Stored records

★ ★ ★ ★ ★ ★ ★

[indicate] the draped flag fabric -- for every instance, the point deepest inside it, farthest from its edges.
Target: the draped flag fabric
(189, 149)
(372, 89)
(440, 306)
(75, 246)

★ ★ ★ ★ ★ ★ ★

■ WHAT IS NEEDED
Exact copies of all the records are required.

■ SOLUTION BELOW
[indicate] the draped flag fabric -- for every instance, the point deepest inside it, farthest from its edges.
Target: the draped flag fabric
(189, 149)
(372, 89)
(440, 306)
(75, 246)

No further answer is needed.